### REQUIRED WORK
Return each line of the data that contains the string "eyebrow". Matching is case-sensitive.

### SUPPLIED MATERIAL
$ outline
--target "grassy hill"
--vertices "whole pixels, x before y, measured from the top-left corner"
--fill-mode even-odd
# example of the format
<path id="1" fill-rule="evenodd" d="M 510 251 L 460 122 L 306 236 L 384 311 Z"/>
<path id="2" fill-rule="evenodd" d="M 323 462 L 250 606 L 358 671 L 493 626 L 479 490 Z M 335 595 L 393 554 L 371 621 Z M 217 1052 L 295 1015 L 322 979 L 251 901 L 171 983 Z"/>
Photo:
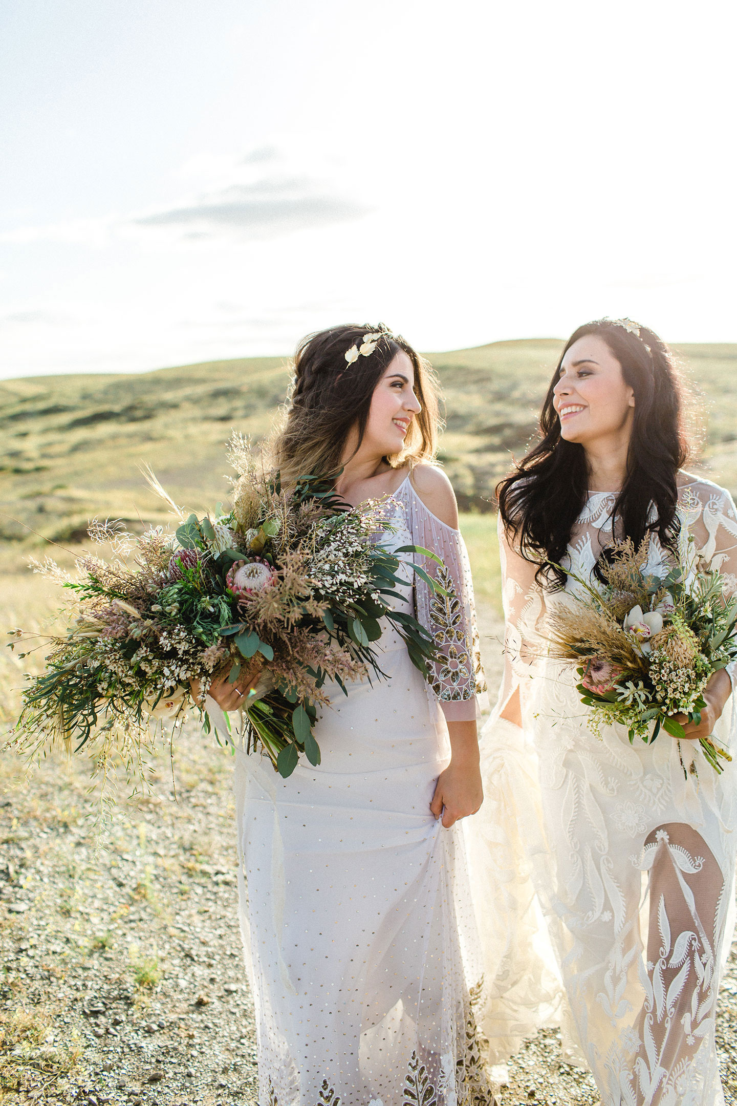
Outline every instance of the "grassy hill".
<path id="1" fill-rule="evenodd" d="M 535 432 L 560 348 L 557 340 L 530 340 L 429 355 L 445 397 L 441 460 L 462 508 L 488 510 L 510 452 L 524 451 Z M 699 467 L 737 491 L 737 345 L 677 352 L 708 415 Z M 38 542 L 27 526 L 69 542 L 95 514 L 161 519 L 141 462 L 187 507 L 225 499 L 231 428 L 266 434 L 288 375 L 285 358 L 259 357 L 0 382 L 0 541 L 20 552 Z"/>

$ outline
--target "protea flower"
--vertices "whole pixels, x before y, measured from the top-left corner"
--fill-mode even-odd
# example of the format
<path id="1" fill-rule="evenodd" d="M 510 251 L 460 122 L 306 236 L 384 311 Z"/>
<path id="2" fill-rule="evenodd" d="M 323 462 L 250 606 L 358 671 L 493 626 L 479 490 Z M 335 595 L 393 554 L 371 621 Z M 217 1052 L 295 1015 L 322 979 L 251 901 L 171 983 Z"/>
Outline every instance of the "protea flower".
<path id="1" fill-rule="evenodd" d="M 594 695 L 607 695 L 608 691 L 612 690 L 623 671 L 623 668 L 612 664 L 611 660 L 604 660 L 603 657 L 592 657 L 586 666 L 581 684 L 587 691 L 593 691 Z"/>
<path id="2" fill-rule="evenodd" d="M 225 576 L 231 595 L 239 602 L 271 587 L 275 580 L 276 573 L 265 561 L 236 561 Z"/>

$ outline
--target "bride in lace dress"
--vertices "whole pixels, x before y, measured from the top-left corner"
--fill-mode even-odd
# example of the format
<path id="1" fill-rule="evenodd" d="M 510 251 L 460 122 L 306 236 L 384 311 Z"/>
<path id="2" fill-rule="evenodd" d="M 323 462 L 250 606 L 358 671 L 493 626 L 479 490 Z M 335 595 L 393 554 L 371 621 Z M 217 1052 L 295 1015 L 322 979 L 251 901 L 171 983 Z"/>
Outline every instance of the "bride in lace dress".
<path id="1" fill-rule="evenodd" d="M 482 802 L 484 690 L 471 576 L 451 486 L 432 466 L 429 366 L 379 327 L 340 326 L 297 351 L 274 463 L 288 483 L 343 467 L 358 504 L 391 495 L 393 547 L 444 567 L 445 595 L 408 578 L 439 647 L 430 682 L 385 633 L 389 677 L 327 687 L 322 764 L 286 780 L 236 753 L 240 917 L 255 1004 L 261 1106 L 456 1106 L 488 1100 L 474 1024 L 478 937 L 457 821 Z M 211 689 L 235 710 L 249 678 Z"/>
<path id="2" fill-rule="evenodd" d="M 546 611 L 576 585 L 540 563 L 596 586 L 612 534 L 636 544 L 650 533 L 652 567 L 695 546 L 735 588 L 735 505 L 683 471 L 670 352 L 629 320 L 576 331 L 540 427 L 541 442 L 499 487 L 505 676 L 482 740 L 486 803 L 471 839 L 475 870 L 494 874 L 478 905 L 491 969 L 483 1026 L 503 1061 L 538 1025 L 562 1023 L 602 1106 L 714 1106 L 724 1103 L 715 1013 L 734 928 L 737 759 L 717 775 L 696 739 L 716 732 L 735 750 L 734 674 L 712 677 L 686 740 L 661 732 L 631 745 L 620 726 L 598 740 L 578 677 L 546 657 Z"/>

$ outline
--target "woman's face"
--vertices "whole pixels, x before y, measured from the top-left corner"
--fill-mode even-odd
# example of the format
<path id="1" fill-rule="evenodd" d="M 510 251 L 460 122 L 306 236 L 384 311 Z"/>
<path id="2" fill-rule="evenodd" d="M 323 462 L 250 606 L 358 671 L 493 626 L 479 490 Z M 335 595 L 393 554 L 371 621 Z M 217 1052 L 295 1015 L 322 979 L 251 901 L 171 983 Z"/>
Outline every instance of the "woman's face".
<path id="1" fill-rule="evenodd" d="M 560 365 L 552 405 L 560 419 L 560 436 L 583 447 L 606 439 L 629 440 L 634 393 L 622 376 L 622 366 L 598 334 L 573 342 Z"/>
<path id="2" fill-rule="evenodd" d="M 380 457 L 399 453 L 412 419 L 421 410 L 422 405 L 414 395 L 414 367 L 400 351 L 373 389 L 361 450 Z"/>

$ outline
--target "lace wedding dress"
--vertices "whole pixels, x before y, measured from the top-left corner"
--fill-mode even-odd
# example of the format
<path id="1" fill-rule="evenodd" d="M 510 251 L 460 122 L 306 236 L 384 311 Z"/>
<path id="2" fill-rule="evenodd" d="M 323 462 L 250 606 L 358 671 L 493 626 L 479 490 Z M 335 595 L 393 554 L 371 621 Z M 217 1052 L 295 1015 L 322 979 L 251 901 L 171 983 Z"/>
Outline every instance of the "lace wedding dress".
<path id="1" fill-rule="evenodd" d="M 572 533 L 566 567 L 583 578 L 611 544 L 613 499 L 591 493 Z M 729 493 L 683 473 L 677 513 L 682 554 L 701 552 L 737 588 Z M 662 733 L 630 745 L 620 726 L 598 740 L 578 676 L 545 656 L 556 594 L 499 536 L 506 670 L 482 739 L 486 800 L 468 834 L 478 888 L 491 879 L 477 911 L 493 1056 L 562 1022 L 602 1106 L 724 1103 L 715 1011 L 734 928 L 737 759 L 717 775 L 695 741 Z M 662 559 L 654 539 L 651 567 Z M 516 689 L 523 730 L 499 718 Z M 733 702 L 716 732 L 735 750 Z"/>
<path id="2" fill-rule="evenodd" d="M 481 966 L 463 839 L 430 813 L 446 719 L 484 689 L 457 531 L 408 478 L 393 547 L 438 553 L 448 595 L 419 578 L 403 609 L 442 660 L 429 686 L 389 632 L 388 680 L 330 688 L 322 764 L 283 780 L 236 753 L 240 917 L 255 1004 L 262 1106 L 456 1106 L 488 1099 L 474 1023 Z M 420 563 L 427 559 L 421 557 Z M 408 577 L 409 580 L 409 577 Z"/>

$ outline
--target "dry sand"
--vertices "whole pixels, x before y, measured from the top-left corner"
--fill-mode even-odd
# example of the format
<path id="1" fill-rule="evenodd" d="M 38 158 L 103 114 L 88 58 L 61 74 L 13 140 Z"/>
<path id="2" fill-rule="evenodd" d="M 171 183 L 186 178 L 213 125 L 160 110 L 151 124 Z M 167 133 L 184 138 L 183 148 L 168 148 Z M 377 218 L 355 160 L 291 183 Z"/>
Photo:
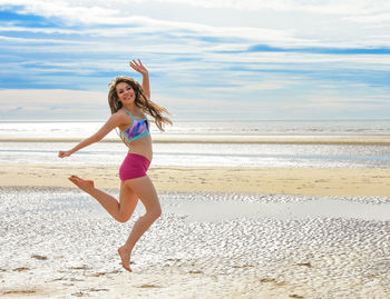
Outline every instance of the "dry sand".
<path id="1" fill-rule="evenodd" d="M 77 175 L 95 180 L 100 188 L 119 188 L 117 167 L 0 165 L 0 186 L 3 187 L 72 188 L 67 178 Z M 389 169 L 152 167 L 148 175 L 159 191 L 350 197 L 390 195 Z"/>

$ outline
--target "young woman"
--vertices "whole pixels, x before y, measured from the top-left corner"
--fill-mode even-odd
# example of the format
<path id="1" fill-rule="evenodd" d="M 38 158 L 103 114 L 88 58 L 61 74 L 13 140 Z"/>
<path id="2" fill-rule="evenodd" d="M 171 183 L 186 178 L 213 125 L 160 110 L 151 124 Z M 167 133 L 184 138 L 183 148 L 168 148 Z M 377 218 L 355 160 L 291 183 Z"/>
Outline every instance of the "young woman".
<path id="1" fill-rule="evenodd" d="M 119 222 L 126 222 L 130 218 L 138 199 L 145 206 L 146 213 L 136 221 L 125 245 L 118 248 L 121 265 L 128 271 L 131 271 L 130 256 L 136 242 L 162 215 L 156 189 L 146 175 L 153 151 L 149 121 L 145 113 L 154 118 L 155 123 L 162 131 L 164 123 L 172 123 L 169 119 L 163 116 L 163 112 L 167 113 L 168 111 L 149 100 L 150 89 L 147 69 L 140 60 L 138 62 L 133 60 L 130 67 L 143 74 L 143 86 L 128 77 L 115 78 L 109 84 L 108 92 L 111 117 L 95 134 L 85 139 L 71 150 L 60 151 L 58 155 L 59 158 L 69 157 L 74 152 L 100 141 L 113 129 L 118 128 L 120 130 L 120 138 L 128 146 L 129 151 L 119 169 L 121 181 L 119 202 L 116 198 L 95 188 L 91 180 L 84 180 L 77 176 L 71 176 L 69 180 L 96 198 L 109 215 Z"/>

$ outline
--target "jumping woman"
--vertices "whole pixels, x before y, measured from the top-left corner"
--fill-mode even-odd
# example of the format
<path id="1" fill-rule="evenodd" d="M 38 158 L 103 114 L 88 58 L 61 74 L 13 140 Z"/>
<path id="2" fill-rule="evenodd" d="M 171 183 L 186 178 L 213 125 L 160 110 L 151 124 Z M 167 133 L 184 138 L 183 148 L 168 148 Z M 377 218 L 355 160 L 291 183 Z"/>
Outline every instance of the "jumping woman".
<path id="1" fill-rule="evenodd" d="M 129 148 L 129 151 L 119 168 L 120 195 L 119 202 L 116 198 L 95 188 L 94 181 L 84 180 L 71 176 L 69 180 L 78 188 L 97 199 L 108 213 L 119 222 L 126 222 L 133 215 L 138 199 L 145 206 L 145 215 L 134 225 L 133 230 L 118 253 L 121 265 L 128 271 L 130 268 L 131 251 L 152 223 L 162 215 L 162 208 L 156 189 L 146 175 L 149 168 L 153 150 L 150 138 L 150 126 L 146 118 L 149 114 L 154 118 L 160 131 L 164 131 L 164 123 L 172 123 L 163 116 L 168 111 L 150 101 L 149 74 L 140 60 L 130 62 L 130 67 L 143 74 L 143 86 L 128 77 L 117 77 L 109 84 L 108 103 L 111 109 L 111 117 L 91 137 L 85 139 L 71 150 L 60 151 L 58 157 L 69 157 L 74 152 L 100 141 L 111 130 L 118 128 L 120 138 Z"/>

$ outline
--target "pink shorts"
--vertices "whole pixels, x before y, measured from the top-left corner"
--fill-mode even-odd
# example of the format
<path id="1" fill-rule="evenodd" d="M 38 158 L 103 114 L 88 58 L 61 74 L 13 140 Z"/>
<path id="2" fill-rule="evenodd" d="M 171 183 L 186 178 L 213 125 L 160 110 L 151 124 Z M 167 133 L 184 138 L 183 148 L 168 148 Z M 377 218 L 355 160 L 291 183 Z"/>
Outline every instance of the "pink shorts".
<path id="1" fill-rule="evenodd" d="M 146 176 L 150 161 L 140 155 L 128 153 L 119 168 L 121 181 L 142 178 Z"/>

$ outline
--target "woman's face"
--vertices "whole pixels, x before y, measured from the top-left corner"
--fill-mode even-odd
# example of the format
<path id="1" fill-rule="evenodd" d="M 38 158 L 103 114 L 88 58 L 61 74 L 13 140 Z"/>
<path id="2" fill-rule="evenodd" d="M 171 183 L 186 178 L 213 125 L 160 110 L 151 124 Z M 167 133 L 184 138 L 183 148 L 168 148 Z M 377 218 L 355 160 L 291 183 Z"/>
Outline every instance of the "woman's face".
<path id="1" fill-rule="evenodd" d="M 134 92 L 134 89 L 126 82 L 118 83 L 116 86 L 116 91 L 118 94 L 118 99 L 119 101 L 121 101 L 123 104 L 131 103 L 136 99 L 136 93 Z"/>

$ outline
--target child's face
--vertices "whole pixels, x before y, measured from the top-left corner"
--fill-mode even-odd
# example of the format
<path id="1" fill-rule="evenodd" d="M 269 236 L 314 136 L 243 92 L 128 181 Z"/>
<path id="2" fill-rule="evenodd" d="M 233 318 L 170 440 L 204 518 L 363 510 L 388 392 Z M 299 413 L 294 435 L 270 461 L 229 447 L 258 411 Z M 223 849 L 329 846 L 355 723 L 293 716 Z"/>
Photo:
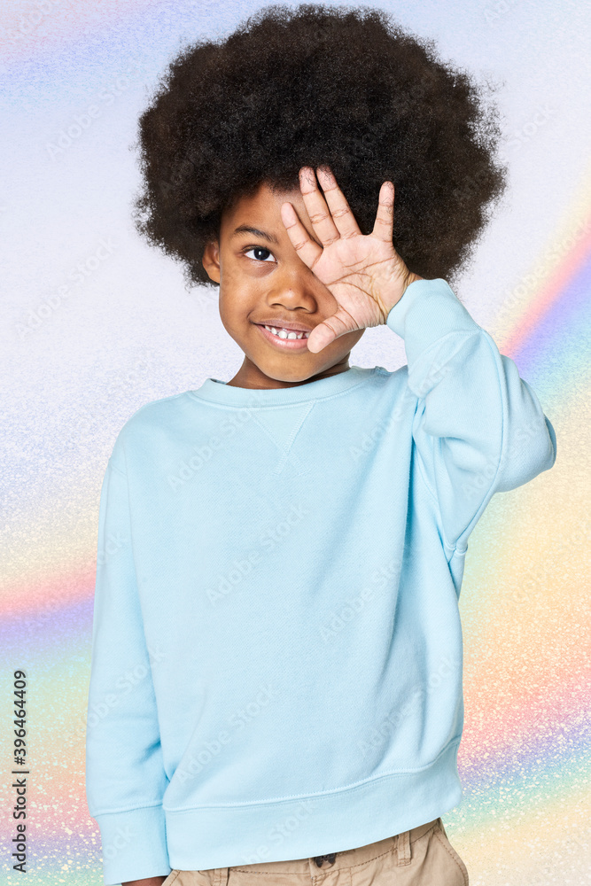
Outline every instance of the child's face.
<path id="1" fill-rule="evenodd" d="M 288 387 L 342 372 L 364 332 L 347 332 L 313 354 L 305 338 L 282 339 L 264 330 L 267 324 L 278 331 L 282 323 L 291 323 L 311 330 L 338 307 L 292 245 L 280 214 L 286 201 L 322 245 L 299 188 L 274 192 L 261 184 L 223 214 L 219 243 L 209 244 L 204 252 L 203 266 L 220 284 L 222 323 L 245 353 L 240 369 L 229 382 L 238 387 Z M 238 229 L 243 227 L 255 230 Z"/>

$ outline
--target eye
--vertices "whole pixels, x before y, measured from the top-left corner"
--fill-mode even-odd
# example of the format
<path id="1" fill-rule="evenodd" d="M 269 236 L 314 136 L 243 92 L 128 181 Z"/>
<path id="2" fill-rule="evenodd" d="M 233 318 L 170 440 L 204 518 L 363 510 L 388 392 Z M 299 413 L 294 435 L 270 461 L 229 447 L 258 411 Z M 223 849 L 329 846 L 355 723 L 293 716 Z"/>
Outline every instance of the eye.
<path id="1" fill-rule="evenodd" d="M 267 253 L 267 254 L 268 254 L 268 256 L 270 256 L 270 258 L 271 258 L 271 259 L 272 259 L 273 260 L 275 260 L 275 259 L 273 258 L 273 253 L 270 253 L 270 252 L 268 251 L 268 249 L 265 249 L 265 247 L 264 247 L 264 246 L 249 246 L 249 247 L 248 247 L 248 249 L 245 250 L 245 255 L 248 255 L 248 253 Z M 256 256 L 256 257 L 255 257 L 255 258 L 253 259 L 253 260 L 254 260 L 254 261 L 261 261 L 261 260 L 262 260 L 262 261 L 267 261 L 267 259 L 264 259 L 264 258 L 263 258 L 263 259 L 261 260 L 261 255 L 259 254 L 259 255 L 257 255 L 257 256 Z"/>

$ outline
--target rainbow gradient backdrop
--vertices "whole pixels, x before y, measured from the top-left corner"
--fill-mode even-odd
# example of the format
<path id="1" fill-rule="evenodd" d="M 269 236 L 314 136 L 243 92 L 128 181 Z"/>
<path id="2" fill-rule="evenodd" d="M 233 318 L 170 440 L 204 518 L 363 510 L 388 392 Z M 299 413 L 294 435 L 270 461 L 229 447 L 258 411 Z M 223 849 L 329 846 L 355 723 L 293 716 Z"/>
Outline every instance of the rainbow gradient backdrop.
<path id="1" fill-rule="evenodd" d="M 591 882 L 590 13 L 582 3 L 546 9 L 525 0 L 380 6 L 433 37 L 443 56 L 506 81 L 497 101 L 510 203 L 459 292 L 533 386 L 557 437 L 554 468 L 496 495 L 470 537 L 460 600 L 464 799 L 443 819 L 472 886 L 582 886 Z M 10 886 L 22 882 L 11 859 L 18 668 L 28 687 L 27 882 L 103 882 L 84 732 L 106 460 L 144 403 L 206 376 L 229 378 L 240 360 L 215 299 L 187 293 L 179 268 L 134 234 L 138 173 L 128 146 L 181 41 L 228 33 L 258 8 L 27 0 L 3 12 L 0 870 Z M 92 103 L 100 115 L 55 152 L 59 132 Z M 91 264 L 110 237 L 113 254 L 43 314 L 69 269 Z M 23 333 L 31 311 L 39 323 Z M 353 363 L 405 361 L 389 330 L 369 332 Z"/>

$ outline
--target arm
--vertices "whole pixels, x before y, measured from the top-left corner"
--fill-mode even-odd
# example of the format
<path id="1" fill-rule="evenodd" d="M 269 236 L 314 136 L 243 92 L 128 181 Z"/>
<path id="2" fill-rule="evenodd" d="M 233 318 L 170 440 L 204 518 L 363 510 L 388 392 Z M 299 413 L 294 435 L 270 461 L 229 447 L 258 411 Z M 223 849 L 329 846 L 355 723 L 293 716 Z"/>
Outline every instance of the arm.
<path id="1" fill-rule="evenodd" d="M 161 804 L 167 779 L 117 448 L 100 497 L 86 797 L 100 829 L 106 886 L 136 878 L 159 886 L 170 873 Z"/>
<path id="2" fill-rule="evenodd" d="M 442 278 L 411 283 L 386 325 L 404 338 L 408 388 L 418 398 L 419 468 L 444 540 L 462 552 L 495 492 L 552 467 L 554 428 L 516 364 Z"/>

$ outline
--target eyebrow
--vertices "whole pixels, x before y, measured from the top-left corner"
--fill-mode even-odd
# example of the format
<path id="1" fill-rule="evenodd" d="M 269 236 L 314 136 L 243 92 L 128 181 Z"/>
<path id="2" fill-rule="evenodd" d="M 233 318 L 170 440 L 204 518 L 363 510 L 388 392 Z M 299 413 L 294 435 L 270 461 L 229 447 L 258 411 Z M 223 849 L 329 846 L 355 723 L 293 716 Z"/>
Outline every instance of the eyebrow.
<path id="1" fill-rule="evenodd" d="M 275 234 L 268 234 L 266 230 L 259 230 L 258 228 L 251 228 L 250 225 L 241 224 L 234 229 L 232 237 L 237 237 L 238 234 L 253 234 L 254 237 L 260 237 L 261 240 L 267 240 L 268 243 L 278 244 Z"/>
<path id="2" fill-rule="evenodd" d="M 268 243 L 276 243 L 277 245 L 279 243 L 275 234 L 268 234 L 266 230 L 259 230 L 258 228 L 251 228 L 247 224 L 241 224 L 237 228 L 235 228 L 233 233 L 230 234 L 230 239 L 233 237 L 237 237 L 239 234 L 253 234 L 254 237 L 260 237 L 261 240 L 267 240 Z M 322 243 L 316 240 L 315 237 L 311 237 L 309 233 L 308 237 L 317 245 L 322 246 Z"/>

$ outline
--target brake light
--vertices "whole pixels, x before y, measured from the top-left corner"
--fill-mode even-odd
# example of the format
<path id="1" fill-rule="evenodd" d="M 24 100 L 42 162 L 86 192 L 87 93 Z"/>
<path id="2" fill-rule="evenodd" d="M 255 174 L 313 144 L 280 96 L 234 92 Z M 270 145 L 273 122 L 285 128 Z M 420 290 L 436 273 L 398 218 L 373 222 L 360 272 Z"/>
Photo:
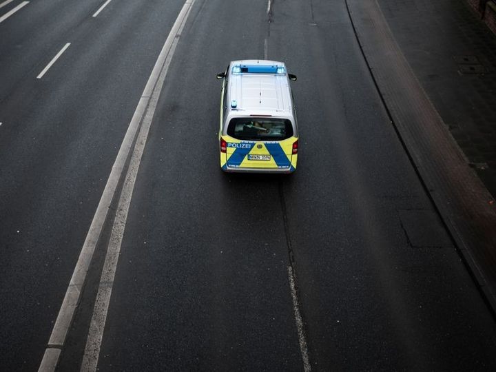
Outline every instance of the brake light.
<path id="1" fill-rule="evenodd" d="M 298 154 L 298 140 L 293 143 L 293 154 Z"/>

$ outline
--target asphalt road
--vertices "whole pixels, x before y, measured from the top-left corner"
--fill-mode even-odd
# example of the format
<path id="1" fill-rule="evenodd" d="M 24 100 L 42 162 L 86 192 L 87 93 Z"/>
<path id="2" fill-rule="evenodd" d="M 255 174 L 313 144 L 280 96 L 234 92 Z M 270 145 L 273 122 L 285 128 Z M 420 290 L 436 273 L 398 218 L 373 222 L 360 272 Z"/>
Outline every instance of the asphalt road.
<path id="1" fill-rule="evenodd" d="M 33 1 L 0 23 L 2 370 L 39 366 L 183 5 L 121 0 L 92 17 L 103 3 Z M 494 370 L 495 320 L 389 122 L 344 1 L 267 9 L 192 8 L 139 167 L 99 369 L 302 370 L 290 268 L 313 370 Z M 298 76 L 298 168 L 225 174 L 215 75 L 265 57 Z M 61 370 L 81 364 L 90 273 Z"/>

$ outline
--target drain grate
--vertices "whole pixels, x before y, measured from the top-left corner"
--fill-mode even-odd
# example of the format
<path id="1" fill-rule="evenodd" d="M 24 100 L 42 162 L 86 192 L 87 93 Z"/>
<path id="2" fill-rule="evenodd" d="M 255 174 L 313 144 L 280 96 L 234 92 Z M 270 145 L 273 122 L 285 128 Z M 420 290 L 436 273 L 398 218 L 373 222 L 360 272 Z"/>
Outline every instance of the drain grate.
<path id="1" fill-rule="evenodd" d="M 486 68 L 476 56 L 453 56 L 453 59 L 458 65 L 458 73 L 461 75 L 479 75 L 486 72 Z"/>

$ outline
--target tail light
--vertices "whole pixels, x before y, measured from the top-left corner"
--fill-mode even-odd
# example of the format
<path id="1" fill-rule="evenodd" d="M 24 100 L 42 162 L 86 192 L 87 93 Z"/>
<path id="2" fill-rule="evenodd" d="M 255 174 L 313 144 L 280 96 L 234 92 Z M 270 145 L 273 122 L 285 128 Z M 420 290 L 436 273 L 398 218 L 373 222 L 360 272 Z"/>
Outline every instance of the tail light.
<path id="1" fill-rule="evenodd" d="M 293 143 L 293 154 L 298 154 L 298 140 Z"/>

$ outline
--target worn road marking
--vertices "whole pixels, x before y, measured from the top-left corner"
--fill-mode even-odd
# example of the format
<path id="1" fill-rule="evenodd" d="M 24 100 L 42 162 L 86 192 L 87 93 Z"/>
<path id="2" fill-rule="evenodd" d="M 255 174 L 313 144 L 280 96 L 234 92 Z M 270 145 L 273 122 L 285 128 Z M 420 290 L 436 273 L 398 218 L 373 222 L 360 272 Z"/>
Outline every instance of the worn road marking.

### TASK RESPONSE
--target eyebrow
Outline every instance of the eyebrow.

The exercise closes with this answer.